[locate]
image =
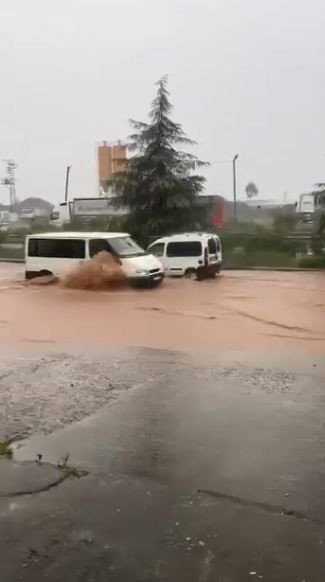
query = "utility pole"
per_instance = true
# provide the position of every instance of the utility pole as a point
_ _ _ _ _ _ _
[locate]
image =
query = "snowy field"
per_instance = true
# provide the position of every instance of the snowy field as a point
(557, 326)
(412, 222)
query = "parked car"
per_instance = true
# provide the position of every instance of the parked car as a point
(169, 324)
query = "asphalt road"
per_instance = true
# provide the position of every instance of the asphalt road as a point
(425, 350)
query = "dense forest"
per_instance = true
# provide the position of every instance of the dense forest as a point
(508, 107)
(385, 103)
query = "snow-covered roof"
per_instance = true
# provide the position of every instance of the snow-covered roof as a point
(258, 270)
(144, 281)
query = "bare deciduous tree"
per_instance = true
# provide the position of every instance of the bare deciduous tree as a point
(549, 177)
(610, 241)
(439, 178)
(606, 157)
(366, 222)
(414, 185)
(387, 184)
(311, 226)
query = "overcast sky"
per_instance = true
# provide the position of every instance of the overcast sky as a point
_ _ _ _ _ _ _
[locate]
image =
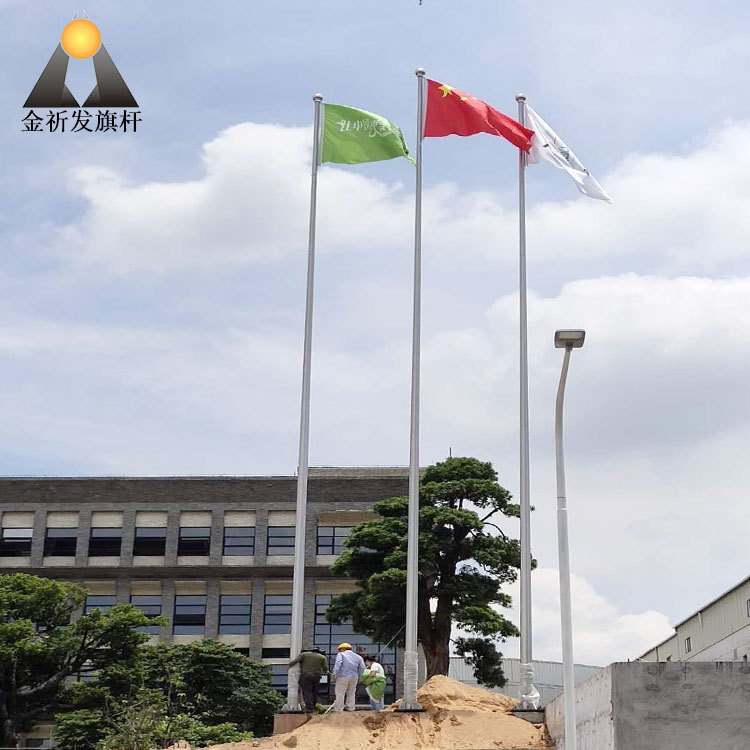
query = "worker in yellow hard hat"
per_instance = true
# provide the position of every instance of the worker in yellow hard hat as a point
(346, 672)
_ _ _ _ _ _ _
EXERCISE PROMPT - Please gather every line of the items above that contains the string "query". Case counts.

FINAL RESULT -
query = "utility pole"
query = "snowy field"
query = "parked car"
query = "asphalt road"
query = "dense forest"
query = "snow-covered roof"
query = "bare deciduous tree"
query = "overcast sky"
query = "worker in yellow hard hat"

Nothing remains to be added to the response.